» VORLIEGENDER TEXT
Ja, die Scorpions haben sich gefeiert - und das Publikum machte mit. Alle Covers der stolzen 18 Studio-Alben erschienen chronologisch auf den Displays, Rudolf Schenker spielte plötzlich eine Gitarre mit Nebelwerfer, mit der er aus unerfindlichen Gründen immer wieder den bereitwillig herhaltenden Bassisten Paweł Mąciwoda einnebelte, und Klaus Meine drosch eine Phrase nach der anderen ins jubelnde Publikum. Welches sich natürlich erst recht nicht mehr halten konnte, als das wohl berühmteste Pfeifen der Musikgeschichte erklang. «Wind of Change» kam überraschend früh, aber keinesfalls unpassend. Wahrscheinlich wäre gar keine Zeit unpassen für diesen Klassiker gewesen - endlich mal ein Text, den das Schweizer Publikum beherrschte. Zumindest fast.

» Erfasste Daten
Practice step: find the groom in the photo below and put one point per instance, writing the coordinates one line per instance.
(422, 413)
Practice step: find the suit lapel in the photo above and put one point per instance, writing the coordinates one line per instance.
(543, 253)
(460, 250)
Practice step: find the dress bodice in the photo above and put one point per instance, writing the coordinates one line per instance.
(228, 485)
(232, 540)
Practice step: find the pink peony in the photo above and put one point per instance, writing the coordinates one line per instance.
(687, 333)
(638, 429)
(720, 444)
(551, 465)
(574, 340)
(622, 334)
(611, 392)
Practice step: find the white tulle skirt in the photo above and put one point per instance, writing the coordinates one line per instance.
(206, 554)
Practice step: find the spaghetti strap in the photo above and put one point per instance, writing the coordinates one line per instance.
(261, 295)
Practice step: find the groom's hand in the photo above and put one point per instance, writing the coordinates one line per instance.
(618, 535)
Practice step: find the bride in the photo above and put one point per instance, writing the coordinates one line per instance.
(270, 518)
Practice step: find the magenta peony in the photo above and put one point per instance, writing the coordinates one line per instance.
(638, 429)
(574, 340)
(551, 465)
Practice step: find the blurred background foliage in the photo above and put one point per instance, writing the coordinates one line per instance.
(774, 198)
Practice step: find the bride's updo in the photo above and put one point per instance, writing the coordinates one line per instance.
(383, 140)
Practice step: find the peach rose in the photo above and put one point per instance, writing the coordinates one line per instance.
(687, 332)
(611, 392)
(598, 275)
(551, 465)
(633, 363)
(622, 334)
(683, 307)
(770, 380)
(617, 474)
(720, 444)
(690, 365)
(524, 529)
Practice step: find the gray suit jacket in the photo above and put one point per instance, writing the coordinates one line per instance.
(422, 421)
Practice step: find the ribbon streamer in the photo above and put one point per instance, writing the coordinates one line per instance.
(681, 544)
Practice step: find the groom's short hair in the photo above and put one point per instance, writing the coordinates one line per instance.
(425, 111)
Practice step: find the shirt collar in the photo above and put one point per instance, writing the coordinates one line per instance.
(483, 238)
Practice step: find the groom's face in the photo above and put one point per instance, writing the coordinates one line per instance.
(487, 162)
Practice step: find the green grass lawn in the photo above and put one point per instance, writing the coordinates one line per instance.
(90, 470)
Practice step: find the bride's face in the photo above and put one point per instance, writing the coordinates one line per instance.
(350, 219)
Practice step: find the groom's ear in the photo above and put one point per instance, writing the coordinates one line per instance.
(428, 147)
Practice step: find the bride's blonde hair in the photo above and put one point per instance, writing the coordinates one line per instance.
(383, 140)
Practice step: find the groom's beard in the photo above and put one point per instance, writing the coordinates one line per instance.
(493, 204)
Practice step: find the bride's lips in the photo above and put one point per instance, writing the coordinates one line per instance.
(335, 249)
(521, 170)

» AUFGABENSAMMLUNG
1. Welchen Musiker nebelte Rudolf Schenker laut dem Text über das Scorpions-Konzert immer wieder mit seiner Gitarre ein?
2. Schreibe den Text über das Scorpions-Konzert im Anschluss an seinen letzten Satz weiter.
Die Datensätze werden hier nicht gebraucht.

» GELÖSTE AUFGABEN
1. Den Bassisten Paweł Mąciwoda.

2.
Scorpions gut, Whitesnake grandios

 

Aber die Scorpions machen keinen Lärm um nichts. Musikalisch sind sie noch immer überraschend gut und an ihrer Setlist lässt sich nichts aussetzen. Dass bei den unzähligen Songs in ihrem Repertoire immer das eine oder andere Stück vermisst wird, lässt sich wohl kaum vermeiden, aber sie geben sich grösste Mühe. So kommen in einem Medley auch die ganz frühen Werke aus den 70ern wie «Steamrock Fever», «Speedy’s Coming» oder «Catch Your Train» nicht zu kurz, genauso wenig wie die ganz neuen Sache aus dem Jubiläums-Album «Return To Forever». Und eine Akustik-Show («Eye Of The Storm») durfte genauso wenig fehlen wie ein Song für Paris «Send Me An Angel») mitsamt Flagge. 

 

Nur eines muss man Klaus Meine showtechnisch noch erklären - wenn man eine La-Ola-Welle beginnt, sollte man sie auch zu Ende bringen, und das Publikum nicht mit hilflos ausgestreckten Armen ihrem Schicksal überlassen.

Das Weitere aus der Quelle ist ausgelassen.